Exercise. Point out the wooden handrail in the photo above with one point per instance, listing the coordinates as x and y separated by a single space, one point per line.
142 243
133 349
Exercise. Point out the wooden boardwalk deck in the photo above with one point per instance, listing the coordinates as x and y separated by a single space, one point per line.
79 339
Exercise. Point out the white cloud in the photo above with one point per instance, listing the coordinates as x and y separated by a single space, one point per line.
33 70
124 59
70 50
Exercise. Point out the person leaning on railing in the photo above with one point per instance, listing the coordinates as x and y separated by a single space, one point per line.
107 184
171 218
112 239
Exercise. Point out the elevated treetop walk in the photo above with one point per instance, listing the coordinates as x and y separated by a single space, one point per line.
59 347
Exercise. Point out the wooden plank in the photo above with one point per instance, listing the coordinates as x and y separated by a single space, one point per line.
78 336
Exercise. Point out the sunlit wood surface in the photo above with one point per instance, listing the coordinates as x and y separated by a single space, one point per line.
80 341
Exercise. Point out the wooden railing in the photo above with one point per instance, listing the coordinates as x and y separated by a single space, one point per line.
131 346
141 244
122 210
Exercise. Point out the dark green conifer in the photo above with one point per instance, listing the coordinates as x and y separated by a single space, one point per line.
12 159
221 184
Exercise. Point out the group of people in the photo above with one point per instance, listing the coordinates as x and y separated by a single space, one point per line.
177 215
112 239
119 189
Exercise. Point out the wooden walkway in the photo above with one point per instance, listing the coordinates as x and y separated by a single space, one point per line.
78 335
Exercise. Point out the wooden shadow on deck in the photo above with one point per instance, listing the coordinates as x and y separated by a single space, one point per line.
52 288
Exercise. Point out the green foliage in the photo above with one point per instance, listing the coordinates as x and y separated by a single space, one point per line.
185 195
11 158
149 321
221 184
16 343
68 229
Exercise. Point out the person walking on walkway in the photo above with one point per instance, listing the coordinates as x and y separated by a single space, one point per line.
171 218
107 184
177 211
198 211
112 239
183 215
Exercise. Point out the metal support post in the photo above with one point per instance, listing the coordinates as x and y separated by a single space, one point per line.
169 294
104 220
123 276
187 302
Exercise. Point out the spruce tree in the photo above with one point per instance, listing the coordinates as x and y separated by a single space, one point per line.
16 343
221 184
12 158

• • • • • • •

Exercise instructions: The records above should all be quoted exactly, please.

Solution:
Exercise. Point out the wooden handrail in the photo above with one point per instance, listing the coordinates as x and y separated by a single space, one point per line.
142 243
133 349
Exercise. Point out the wooden boardwalk deck in the photo above with one point per instance, listing the coordinates as x and y separated by a single space, one point per line.
79 339
Exercise. Point out the white cloud in the photo above with one point per instance, listing the coordinates as x and y separated by a single space, one point per line.
33 70
124 59
70 50
Exercise. Point out the person leaning on railing in the photo above with one point per instance, listing the coordinates as x and y separated by a single space, one point per line.
107 184
171 218
112 239
Exercise. Point out the elevated treetop walk in the photo above with one point per instance, listing the coordinates as x and y separated by a single space, one point per line.
59 347
Exercise. Point out the wooden plank in the photo above with one point per instance, listing the coordinates as x and y separated by a single space, one point per line.
78 336
Exercise. Point out the sunlit wood surface in the photo above with one point per instance, listing the coordinates as x and y separated by a single space, one point per line.
80 341
Exercise. Point out the wooden railing in the photo above with one point per instance, listing the coordinates as x and y separated by a single space, one point per line.
131 346
141 244
122 210
Exercise. Point out the dark green conifer in the photo above with one point per instance, listing the coordinates as x and y separated by a single space, one point per line.
12 159
221 184
Exercise. Point out the group of people in the photo above with one point per instance, listing the coordinates as x and y separated by a single space, one point per line.
177 215
112 239
119 189
Exercise. Point out the wooden walkway in the photo above with one point per instance, listing the coordinates as x and y separated by a single space, one point per line.
78 335
Exercise. Point out the wooden shadow on deck in the photo above with one point per instance, listing the coordinates as x and y separated by a single space, one point per line.
52 288
Exercise. Point out the green foliage in the photo above with one point per instance, listing the coordinates as x and y separated by a single space, one point per line.
185 195
11 158
149 321
221 184
16 343
68 229
Exercise. Point out the person walking on walkway in the photo above with one point per instance, listing the coordinates as x and y separated by a single space, one point per line.
171 218
107 184
177 211
198 211
112 239
183 215
Exercise. Point out the metal support post in the photo above with one point per instance, listing the coordinates as x and y separated by a single space, one point per line.
169 294
104 220
123 276
187 302
Exercise. Point out the spruce tree in the photo above with one point per instance, listing the coordinates as x and y separated by a single space, one point per line.
16 343
221 184
12 158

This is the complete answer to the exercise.